**What to do:**
A: Answer these from the text about the Molly Ivins documentary:
(i) At which festival did Raise Hell: The Life and Times of Molly Ivins premiere?
(ii) Who directed the film?
(iii) According to Hightower, which group did Ann Richards court?
B: Go on with the text about the Molly Ivins documentary, picking up after its last sentence.

**Source text:**

......

Hosted by Andy Langer, the National Podcast of Texas features weekly interviews with prominent Texas thinkers, leaders, and newsmakers. Subscribe at Apple Podcasts, Google Play, Spotify, or wherever you get your podcasts.

Seven years in the making, Raise Hell: The Life and Times of Molly Ivins premiered at January’s Sundance Film Festival, played South by Southwest in March, and is now in theatrical release across Texas. The feature-length documentary chronicles the wit, courage, and sometimes messy private life of the best-selling author, journalist, and Pulitzer Prize-nominated syndicated columnist who died after a long battle with breast cancer in 2007. In the movie, Dan Rather and Rachel Maddow headline a collection of friends, colleagues, and fans who put Ivins’s caustic wit and fearlessness in context. For our podcast session, the film’s director, Janice Engel, and longtime Ivins friend Jim Hightower trade their favorite Ivins stories, detail her prescient takes on what’s led to our current political divide, and attempt to answer the big question: How much different would today’s journalism landscape be if Molly Ivins were still working her beat?

Three takeaways from their appearance on the National Podcast of Texas:

1. Although Engel and Hightower agree that Ivins and former Texas governor Ann Richards were close friends largely cut from the same cloth, Hightower believes the distance that developed between them after Richards took office was rooted in Ivins’s shift in a populist direction.

“Ann never went the populist direction,” Hightower says. “She courted the bankers. She was certainly totally progressive and was a strong liberal. Ann was just maybe more cautious and didn’t want to take on that aspect of the power structure. She probably felt she was taking on enough of the power structure on the women’s issues and the abortion issues. But she wouldn’t go after the bankers and the corporate interests that Molly came to feel were just mining the state like it was their own personal property.”

......

**Supplied information:**
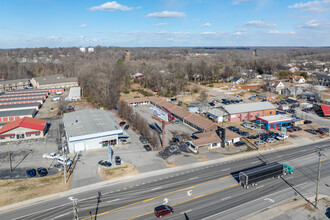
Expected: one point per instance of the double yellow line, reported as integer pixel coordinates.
(147, 200)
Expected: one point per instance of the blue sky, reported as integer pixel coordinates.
(165, 23)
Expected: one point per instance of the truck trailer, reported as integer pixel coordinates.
(254, 175)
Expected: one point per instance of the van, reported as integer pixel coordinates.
(62, 159)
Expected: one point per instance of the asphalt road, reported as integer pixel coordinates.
(207, 192)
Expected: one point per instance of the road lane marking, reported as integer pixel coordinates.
(165, 194)
(186, 211)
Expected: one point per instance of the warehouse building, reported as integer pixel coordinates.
(274, 122)
(16, 114)
(54, 81)
(248, 111)
(33, 105)
(90, 129)
(24, 128)
(21, 101)
(15, 84)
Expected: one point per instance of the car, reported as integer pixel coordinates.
(282, 137)
(117, 160)
(56, 98)
(163, 210)
(239, 143)
(51, 155)
(123, 141)
(143, 140)
(64, 161)
(42, 171)
(147, 147)
(70, 108)
(31, 172)
(261, 142)
(105, 163)
(270, 140)
(312, 131)
(192, 147)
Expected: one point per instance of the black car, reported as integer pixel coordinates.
(42, 171)
(147, 147)
(118, 160)
(31, 172)
(240, 143)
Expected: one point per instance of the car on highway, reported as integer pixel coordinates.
(117, 160)
(261, 142)
(42, 171)
(143, 140)
(105, 163)
(52, 155)
(239, 144)
(163, 210)
(64, 161)
(31, 172)
(147, 147)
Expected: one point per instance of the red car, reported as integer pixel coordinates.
(163, 210)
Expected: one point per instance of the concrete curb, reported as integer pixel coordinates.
(70, 192)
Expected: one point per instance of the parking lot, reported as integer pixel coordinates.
(27, 154)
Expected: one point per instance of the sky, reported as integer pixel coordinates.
(164, 23)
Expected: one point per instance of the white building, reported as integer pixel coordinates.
(90, 129)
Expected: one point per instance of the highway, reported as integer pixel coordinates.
(205, 192)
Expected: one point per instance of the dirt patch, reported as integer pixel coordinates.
(125, 169)
(170, 164)
(13, 191)
(202, 158)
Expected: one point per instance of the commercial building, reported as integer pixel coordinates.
(90, 129)
(54, 81)
(13, 115)
(248, 111)
(24, 128)
(274, 122)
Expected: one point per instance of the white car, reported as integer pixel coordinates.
(282, 137)
(51, 155)
(61, 160)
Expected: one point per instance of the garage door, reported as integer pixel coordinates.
(79, 147)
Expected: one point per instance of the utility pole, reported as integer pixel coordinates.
(318, 177)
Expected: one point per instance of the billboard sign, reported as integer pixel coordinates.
(161, 114)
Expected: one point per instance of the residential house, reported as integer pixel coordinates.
(276, 86)
(296, 79)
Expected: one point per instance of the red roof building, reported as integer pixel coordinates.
(24, 128)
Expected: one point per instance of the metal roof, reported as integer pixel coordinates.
(32, 104)
(18, 112)
(88, 122)
(248, 107)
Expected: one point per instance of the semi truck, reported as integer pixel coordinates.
(251, 177)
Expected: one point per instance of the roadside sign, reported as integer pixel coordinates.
(161, 114)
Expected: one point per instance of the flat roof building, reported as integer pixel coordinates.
(90, 129)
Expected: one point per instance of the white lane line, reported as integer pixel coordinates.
(156, 188)
(185, 211)
(113, 200)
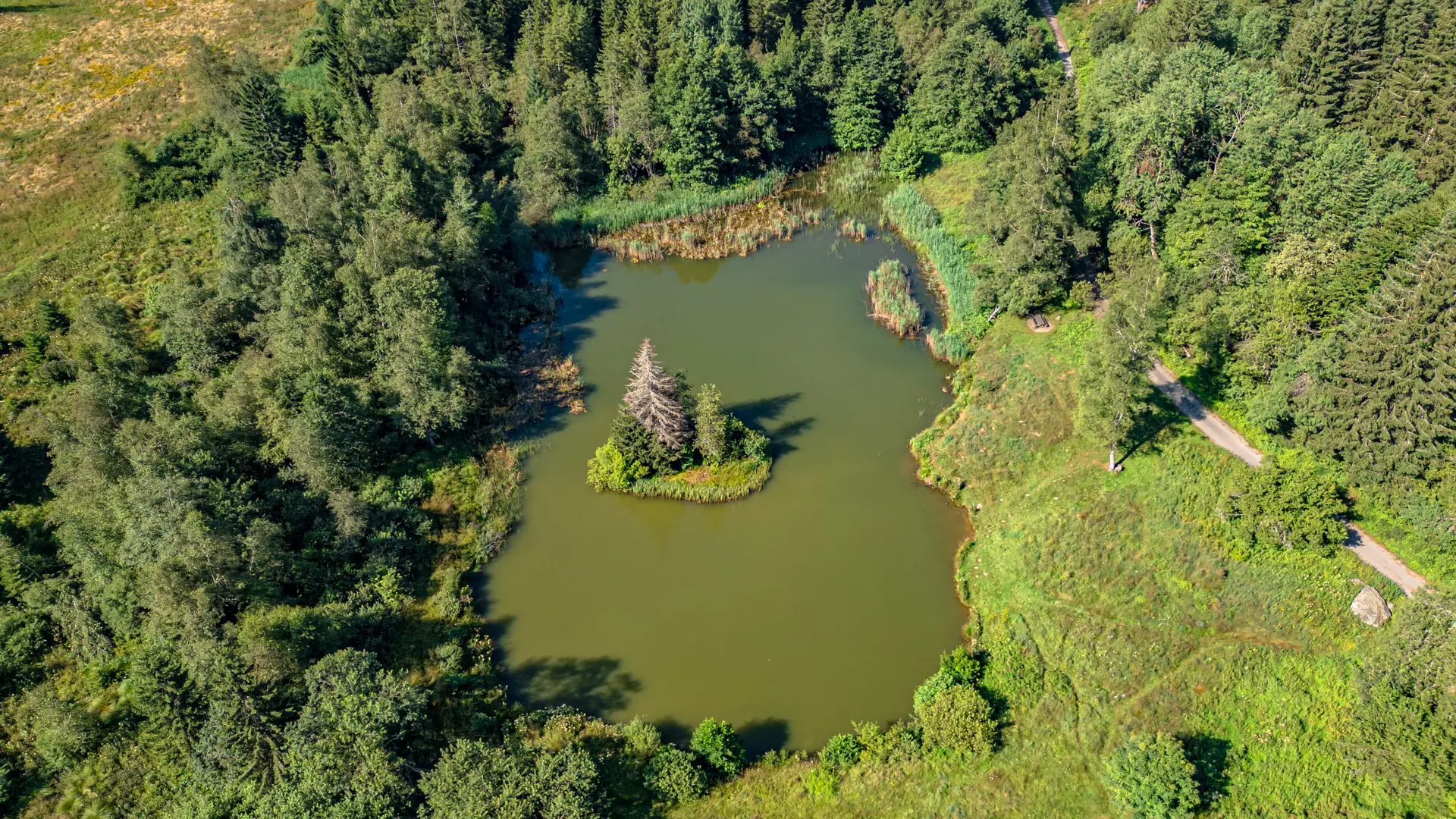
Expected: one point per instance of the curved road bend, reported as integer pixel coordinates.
(1357, 541)
(1063, 53)
(1363, 545)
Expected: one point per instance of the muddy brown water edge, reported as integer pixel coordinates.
(821, 599)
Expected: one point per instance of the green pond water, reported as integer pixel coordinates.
(824, 598)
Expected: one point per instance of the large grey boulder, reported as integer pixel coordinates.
(1370, 608)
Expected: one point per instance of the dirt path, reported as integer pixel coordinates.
(1063, 53)
(1207, 423)
(1363, 545)
(1382, 560)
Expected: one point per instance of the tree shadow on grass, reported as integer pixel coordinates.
(1210, 758)
(1147, 426)
(758, 414)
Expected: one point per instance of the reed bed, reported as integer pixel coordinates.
(890, 299)
(736, 231)
(607, 215)
(856, 231)
(951, 347)
(919, 224)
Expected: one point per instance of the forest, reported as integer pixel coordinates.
(242, 510)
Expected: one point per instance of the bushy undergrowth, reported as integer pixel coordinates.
(890, 299)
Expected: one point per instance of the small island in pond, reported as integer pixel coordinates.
(670, 441)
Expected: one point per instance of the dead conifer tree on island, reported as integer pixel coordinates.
(653, 398)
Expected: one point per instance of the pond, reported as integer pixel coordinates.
(821, 599)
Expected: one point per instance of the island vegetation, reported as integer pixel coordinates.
(674, 442)
(264, 382)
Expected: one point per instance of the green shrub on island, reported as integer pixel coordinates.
(673, 442)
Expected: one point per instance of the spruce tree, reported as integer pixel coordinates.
(1391, 409)
(653, 398)
(710, 425)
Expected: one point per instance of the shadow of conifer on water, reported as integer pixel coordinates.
(592, 686)
(758, 414)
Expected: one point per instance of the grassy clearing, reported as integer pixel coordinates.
(717, 483)
(946, 190)
(890, 300)
(76, 77)
(1109, 604)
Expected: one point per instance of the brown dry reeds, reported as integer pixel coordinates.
(717, 234)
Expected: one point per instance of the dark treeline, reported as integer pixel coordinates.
(1272, 184)
(239, 518)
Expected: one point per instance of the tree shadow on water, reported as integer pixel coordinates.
(593, 686)
(758, 414)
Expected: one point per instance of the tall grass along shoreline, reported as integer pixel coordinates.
(890, 299)
(607, 215)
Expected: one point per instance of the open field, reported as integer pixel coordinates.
(77, 76)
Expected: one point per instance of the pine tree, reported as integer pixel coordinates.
(653, 398)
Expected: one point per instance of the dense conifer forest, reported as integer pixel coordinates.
(243, 507)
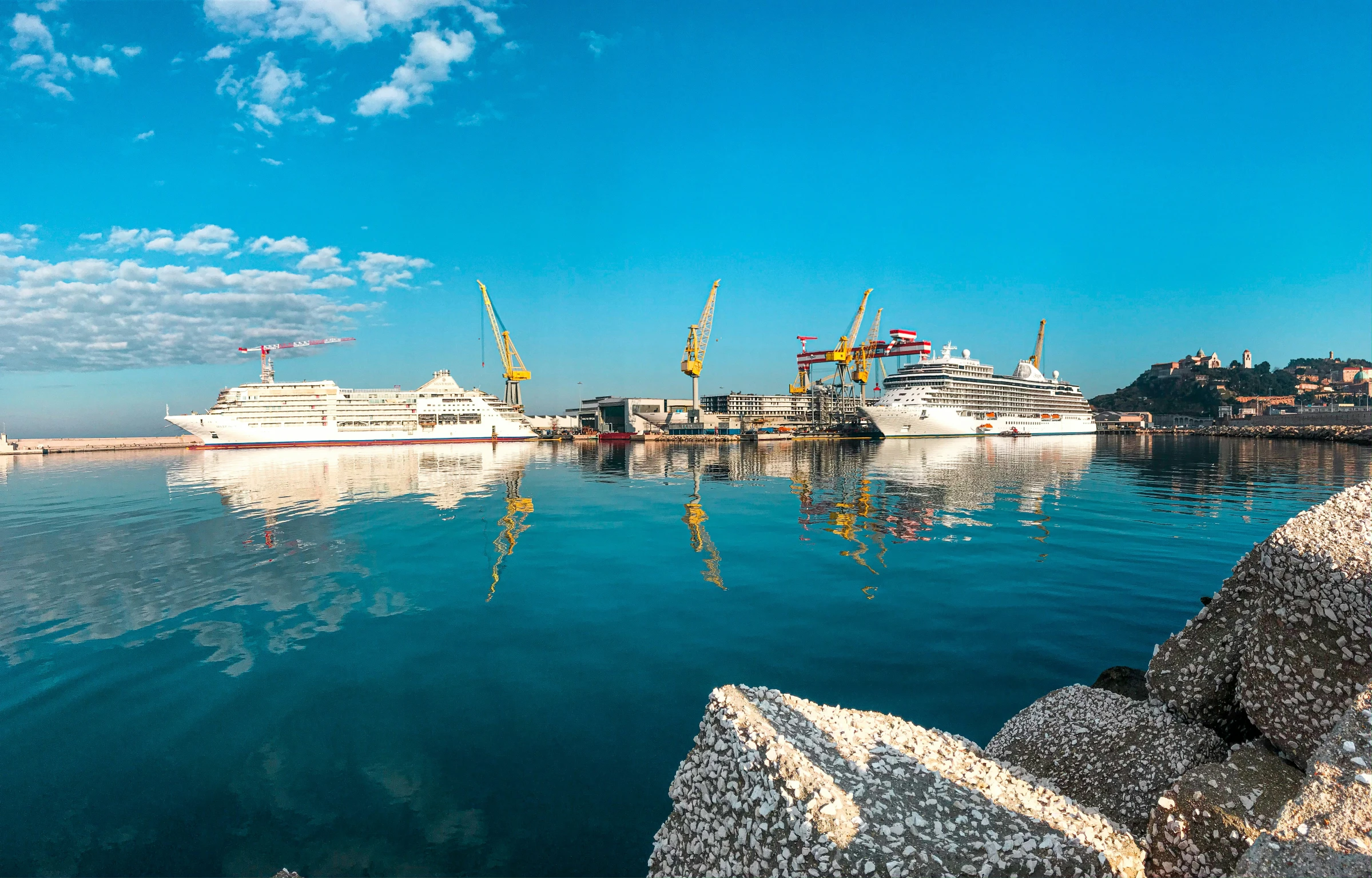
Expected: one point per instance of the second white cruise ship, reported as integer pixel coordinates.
(317, 413)
(960, 397)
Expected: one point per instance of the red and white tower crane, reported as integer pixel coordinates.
(268, 372)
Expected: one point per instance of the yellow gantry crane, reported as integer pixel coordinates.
(697, 338)
(515, 371)
(865, 354)
(844, 353)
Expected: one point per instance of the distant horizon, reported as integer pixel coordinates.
(1149, 180)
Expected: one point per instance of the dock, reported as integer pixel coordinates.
(106, 444)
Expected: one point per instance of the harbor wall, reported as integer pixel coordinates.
(1314, 419)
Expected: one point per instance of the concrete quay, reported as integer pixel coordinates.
(108, 444)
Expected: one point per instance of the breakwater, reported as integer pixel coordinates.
(1250, 755)
(1327, 433)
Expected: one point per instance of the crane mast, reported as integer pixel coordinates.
(862, 365)
(697, 340)
(1037, 348)
(515, 371)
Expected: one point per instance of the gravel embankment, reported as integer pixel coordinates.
(1213, 813)
(1105, 751)
(777, 785)
(1279, 664)
(1327, 828)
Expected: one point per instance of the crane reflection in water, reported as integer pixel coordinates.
(512, 525)
(700, 540)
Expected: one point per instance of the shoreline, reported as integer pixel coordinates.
(1242, 748)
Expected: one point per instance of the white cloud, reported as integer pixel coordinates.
(29, 31)
(46, 67)
(323, 260)
(431, 55)
(10, 244)
(336, 22)
(382, 271)
(291, 244)
(597, 43)
(267, 95)
(101, 66)
(489, 22)
(313, 113)
(205, 241)
(95, 314)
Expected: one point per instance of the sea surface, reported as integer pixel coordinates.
(490, 659)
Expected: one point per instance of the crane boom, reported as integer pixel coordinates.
(268, 372)
(515, 369)
(697, 340)
(866, 353)
(845, 344)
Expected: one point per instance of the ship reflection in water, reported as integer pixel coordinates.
(486, 659)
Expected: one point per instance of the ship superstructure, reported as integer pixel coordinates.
(315, 413)
(954, 396)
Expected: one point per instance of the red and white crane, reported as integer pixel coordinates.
(268, 372)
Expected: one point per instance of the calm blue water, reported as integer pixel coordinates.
(231, 662)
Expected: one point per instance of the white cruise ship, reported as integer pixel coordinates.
(316, 413)
(960, 397)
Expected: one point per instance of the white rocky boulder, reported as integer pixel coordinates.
(1105, 751)
(1327, 828)
(1195, 673)
(1206, 821)
(777, 785)
(1307, 650)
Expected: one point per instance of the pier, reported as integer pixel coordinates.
(110, 444)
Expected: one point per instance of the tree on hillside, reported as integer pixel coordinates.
(1182, 396)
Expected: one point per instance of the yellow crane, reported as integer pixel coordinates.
(697, 338)
(515, 371)
(862, 364)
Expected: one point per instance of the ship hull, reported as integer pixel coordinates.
(917, 423)
(225, 433)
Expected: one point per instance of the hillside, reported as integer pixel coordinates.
(1190, 396)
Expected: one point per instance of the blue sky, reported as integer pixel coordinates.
(1150, 179)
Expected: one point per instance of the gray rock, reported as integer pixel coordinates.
(1122, 681)
(1213, 813)
(782, 787)
(1105, 751)
(1195, 673)
(1329, 825)
(1307, 650)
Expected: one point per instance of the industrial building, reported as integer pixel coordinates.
(773, 409)
(640, 415)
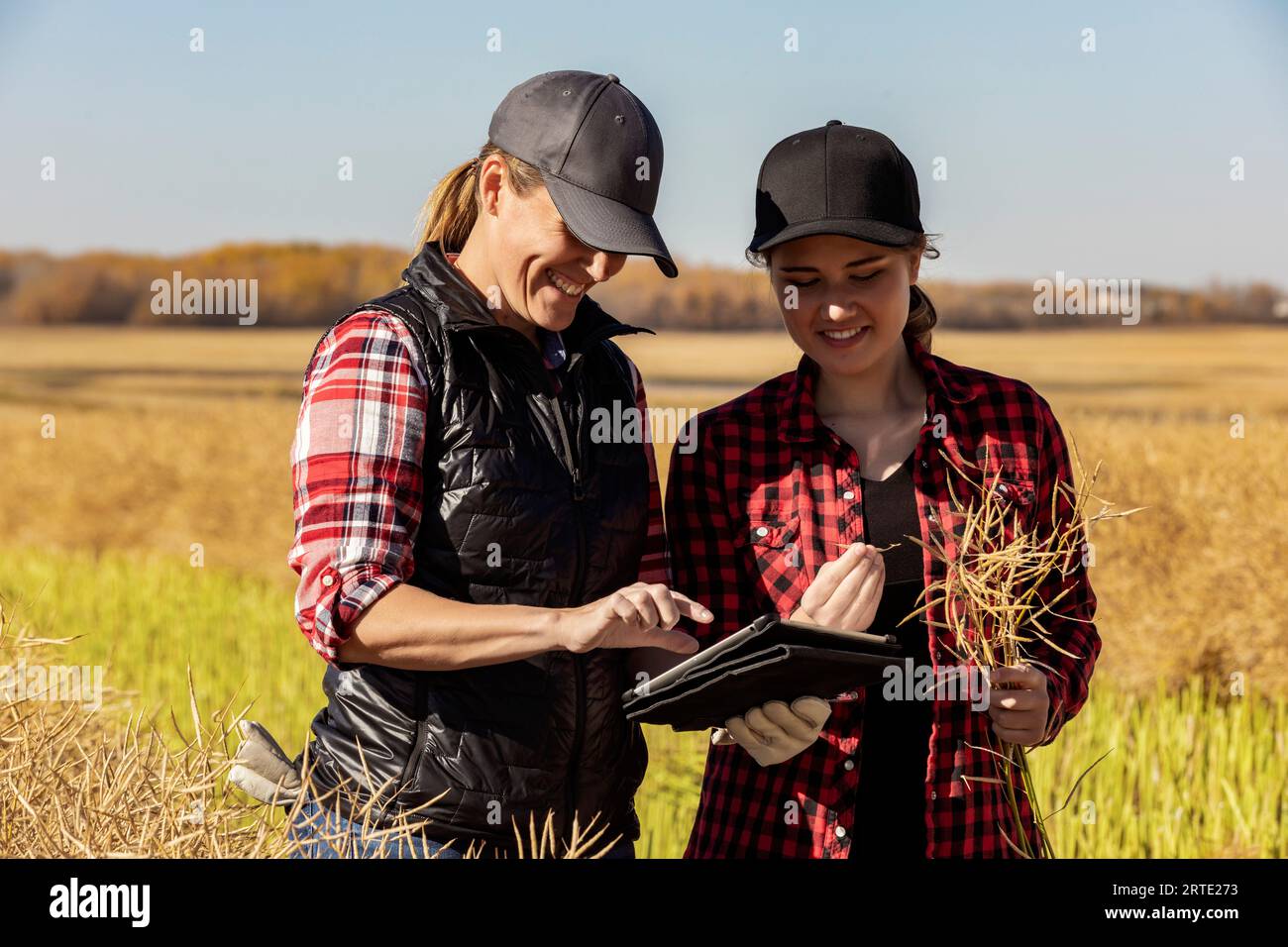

......

**Answers to each task:**
A:
(i) The Sundance Film Festival, in January.
(ii) Janice Engel.
(iii) The bankers.

B:
2. Engel says she’s not surprised that moviegoers walk away with a sense of how prescient Ivins was. She believes that prescience is at the core of Ivins’s legacy.

“She saw it coming,” Engel says. “Molly was a student of history, and she knew that history repeats itself. And it’s just that the cycles are getting smaller, the distance between shorter, and they’re happening faster and faster. And we live in a time where people don’t do the deep dive. They don’t do the investigation to find out, first of all, what’s true, what’s not true. So, unfortunately, much of what she wrote and what she said fifteen, twenty years ago is happening right now. And it’s accelerated.”

3. Despite the abundance of wit and funny one-liners in Ivins’s writing, Engel believes Ivins saw comedy as more of a populist tool than as a chance to pile up punchlines for laughs.

“Molly knew that humor was the door-key to the brain, “ Engel says. “You’ve got to unlock that little door to get people to actually listen. So, if you think about it, when you are laughing at a joke, you’ve taken it in, you’ve thought about it, you laugh, and endorphins are released. Then it gives us the ability to actually come to the table and maybe start talking to one another. The powers that be—the corporate oligarchy that we’re currently in—don’t want that. They want this chaos. They don’t want us to talk to each other because then we’re going to figure out that we have much more in common. And Molly knew this.”